* **Reading text**:
When I did a show called Family
Man in 1988 – I wrote eleven episodes, though they only produced seven – I
determined that all the stories would revolve around experiences that happened
to me, either as a kid (I stole chalk from school) or as an adult (I was
excluded from the “Preferred List” of life insurance purchasers and feeling bummed
out to have fallen into an insurance category that included the
Wallendas.)
I decided to only tell stories that happened to me, not to
egotistically project my personal experiences onto the largest possible canvas
– though that impulse is not beyond being an unconscious contributor – I did it
to guarantee that every story I told on this family network situation comedy
would be a story had never been told on any other family situation comedy
before.
I still hoped that viewers would identify with the
situations – even though they happened to me and nobody else but me – but I did
not want to surrender to telling the same recycled stories – albeit delivered
by a different writer and a different cast – that had been told over and over
on family sitcoms since radio.

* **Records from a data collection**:
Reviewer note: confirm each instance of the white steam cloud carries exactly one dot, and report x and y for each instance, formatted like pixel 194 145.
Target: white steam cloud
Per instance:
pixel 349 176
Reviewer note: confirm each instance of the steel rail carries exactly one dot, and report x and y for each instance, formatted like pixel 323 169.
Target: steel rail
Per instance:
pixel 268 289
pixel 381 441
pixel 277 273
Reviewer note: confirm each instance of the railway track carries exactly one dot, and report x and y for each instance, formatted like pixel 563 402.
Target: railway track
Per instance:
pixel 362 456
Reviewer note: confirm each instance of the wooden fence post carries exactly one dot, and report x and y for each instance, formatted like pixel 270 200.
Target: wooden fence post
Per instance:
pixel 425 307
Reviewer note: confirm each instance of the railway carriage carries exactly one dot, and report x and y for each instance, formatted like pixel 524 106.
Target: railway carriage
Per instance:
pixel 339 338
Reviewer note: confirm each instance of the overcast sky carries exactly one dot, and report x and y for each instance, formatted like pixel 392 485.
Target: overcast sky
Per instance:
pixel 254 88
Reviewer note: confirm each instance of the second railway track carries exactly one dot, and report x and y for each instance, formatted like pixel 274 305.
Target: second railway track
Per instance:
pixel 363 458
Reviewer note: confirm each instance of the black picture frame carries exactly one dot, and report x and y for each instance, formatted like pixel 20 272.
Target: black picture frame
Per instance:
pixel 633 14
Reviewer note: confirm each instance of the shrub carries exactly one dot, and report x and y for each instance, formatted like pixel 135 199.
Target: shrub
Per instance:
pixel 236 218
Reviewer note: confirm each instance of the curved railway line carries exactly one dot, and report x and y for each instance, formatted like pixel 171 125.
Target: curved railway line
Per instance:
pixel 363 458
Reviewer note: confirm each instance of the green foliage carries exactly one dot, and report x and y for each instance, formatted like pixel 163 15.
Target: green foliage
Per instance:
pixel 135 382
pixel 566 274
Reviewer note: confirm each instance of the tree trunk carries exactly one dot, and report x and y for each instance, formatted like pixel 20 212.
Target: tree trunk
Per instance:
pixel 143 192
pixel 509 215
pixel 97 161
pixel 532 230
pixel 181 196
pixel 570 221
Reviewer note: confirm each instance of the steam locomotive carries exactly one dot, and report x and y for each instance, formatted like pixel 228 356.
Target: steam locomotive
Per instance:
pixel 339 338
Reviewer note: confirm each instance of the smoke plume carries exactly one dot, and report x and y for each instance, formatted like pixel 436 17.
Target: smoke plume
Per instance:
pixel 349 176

* **Written exercise 1**: According to the Family Man text, how many episodes of the show did the writer write, and how many were produced?
* **Written exercise 2**: Write what comes next in the Family Man text, picking up after its final sentence.

* **Final answer 1**: The writer wrote eleven episodes, and seven were produced.

* **Final answer 2**:
Moving to today…
Having lemmingly ventured into comedies featuring quirky
single girls in their thirties – The New
Girl, The Mindy Project, Two Broke Girls, Whitney, something about a bitch you’re not supposed to trust, and
something with Chelsea Handler – this season, the networks brain trusts – inevitably
relying on irrefutable research – have thrown in their “Quirky Single Girls” cards and selected instead – and hardly for
the first time – a replacement hand of “Family Sitcom” cards.
Possibly because of the phenomenal success of Modern Family. (Or the overall failure of the previous
strategy.) From which – talking about Modern Family – the new shows appear to have
learned virtually nothing, offering nothing smart, nothing grounded in mainstream reality (a
category that now includes gay couples with children), nothing tasteful, and,
consequently, nothing particularly funny.
Aware that there is no excitement in doing (or pitching to a
network) a series about a typical family – despite the fact that The Middle chugs along creatively and
commercially successfully – today’s series creators have opted for family show
concepts where the characters have skittered precariously off the rails. Or are, at least, identifiably different.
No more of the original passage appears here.